**Entries pointing to named objects:**
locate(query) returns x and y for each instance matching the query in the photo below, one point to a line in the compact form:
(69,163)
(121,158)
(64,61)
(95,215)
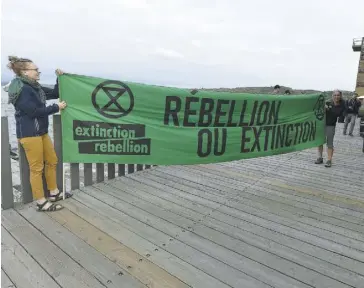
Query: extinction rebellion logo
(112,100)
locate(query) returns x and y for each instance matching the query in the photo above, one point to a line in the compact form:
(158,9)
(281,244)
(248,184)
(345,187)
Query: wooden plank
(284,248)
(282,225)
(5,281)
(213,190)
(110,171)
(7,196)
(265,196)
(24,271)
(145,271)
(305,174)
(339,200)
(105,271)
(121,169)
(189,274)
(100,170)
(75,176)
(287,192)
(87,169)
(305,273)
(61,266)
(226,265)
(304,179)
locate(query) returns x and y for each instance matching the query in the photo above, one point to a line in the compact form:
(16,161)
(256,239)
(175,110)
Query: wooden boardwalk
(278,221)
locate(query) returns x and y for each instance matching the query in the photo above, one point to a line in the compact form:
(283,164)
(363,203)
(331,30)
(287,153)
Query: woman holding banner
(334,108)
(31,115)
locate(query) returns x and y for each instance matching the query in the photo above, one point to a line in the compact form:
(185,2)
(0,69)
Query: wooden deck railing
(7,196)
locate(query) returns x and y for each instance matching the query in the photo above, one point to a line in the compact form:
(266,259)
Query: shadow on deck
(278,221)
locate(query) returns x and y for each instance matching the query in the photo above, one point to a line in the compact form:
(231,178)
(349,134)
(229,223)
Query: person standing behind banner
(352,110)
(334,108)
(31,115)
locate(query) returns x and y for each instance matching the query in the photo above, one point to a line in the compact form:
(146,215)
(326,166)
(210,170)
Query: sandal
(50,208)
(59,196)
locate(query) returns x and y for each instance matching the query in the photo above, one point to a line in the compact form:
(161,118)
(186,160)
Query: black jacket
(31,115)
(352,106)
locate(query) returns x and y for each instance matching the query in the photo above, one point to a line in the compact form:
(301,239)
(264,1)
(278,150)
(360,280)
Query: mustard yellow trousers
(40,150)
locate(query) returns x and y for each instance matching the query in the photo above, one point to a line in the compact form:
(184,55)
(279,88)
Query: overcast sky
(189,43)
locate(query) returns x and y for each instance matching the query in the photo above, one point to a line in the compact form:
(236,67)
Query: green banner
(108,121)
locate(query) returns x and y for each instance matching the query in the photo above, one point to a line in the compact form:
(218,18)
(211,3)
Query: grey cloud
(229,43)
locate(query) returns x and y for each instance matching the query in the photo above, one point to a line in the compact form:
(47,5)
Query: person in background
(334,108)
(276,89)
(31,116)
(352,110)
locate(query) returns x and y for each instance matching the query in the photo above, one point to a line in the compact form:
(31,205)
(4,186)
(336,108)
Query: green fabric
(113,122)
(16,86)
* * *
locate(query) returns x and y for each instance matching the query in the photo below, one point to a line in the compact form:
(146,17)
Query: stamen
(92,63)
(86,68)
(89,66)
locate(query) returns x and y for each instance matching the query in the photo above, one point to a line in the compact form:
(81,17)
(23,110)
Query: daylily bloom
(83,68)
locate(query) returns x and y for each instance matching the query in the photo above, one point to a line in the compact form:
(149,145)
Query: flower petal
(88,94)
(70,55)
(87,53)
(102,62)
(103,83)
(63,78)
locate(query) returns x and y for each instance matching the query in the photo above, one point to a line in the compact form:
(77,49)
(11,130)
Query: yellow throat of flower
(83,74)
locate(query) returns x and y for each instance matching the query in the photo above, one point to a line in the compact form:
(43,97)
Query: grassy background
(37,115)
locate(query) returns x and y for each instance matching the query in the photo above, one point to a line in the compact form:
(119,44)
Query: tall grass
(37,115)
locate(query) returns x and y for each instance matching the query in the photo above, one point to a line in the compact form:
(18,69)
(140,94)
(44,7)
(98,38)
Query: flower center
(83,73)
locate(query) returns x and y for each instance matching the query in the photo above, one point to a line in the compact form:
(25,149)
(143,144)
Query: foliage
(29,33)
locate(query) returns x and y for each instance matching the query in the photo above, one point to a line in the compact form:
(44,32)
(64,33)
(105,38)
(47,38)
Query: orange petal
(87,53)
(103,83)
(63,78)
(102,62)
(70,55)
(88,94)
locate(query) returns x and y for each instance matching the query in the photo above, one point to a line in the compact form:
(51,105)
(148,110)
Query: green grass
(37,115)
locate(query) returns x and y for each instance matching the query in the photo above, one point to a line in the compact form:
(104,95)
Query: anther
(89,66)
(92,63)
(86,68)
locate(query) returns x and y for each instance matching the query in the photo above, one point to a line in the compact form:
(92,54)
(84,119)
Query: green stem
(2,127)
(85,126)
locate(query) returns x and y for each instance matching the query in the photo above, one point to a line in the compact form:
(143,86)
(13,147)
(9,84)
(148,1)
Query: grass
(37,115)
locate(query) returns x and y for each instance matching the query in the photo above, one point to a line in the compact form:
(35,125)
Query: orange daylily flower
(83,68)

**STATED TASK:**
Pick out every line of the records above that contains the string "yellow", treating uppercase and lowercase as different, and copy each one.

**SOLVED PROBLEM:**
Query: mustard yellow trousers
Query: yellow throat of flower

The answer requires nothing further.